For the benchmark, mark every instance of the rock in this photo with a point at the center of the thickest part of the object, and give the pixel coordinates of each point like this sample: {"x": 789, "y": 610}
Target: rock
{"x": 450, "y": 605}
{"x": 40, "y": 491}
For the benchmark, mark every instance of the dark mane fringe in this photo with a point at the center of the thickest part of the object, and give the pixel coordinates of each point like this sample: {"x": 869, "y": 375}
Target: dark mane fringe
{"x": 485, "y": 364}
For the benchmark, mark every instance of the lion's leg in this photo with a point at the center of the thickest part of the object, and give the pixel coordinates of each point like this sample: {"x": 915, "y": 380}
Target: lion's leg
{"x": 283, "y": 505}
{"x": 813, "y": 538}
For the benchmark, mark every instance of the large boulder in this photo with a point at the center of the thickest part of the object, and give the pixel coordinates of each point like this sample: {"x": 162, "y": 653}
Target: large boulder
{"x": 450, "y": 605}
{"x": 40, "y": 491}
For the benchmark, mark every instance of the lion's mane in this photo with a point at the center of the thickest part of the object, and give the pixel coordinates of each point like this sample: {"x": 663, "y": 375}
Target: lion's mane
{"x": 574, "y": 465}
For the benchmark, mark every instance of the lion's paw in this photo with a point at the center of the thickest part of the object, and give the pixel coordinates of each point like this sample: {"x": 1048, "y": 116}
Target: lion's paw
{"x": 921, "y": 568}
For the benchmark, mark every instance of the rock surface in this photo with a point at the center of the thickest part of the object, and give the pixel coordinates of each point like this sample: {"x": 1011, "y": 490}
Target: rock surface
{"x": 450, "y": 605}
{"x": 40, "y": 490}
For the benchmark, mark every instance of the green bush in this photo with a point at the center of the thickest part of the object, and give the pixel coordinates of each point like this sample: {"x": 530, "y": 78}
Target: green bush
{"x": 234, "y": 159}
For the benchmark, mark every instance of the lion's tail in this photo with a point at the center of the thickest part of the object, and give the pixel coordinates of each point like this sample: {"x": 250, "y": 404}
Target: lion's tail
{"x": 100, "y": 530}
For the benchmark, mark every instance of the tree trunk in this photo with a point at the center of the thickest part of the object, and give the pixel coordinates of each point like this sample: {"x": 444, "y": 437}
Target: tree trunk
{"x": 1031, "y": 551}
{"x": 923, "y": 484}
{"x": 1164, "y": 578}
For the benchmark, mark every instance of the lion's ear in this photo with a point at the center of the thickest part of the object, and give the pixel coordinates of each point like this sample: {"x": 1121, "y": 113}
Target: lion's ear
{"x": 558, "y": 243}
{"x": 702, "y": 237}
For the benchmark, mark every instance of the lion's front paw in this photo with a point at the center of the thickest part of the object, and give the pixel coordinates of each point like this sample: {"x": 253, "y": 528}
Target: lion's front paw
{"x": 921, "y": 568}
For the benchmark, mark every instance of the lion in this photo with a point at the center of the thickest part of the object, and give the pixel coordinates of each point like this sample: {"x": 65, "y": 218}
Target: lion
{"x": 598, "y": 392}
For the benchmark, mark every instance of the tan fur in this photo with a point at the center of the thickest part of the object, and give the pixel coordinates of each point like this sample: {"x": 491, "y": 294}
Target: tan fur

**OBJECTIVE**
Copy the material above back out, exactly as written.

**EXERCISE SOLUTION**
For the benchmark, mark every instance of the rock in this photo with a point at the center of the thickest part of the object, and give the pixel coordinates of each point like this sample: {"x": 789, "y": 610}
Target: rock
{"x": 450, "y": 605}
{"x": 40, "y": 491}
For the benchmark, mark every instance of the dark mane fringe in this photo with a point at the center of the thickest part of the object, and give the pixel coordinates of each point like this sample: {"x": 869, "y": 375}
Target: dark mane fringe
{"x": 485, "y": 364}
For the benchmark, mark every instance of the lion's leg in this photo with a point at the center of the thickest part of the object, and give the pixel coordinates of each point like this sample: {"x": 915, "y": 380}
Target: lion's leg
{"x": 283, "y": 505}
{"x": 813, "y": 538}
For the benchmark, mark every instance of the large boulder in this photo with a point at the center of the thickest part of the object, and give the pixel coordinates of each point like this sample: {"x": 162, "y": 653}
Target: large boulder
{"x": 450, "y": 605}
{"x": 40, "y": 491}
For the benchmark, mark every instance of the lion's mane in this photo with a point at the center of the thickest part of the object, and give the pixel coordinates of each point like this sample: {"x": 663, "y": 375}
Target: lion's mane
{"x": 574, "y": 465}
For the benchmark, mark every instance of the lion's paw in this photo with a point at the center of the thickest part of the object, and give the pixel coordinates of each point like this sample: {"x": 1048, "y": 116}
Target: lion's paw
{"x": 921, "y": 568}
For the benchmark, mark every instance of the rock surface in this photo with a point at the center of the thickest part of the object, and give the pixel coordinates of each point like this sample: {"x": 1011, "y": 490}
Target: rock surface
{"x": 450, "y": 605}
{"x": 40, "y": 490}
For the benchmark, mark every instance of the green bush in this photo with a point at the center of the thickest part of the object, and give the pixel coordinates of each point like this sample: {"x": 530, "y": 78}
Target: green bush
{"x": 234, "y": 159}
For the benchmark, mark every instance of the lion's tail in this photo with a point at the center of the thickest part of the object, and give the pixel coordinates of each point like this sample: {"x": 250, "y": 404}
Target: lion's tail
{"x": 100, "y": 530}
For the benchmark, mark every instance of the tree trunk in this photo with a point at the center of the thickest part of the object, and give the pixel coordinates of each point like this sample: {"x": 444, "y": 437}
Target: tree trunk
{"x": 1031, "y": 551}
{"x": 923, "y": 484}
{"x": 1164, "y": 578}
For the benchmark, mark every instance of the lion's ear in this photo with a point at the center of the thickest part of the object, and give the pixel coordinates of each point like this sample: {"x": 1121, "y": 113}
Target: lion's ear
{"x": 558, "y": 243}
{"x": 702, "y": 237}
For the benchmark, mark every instance of the lion's front paw in this photo with a point at the center of the thickest part of the object, and give the pixel coordinates of each point like this sample: {"x": 253, "y": 528}
Target: lion's front paw
{"x": 921, "y": 568}
For the benchmark, mark every instance of the lion in this photo with a point at the center of the thickest part of the object, and give the pixel coordinates of each point like this sample: {"x": 65, "y": 218}
Target: lion
{"x": 598, "y": 392}
For the benchmark, mark every instance of the tan fur in this photo with a point at the center of the thickest part of the object, and give the pixel coordinates of each point like this sample: {"x": 491, "y": 294}
Target: tan fur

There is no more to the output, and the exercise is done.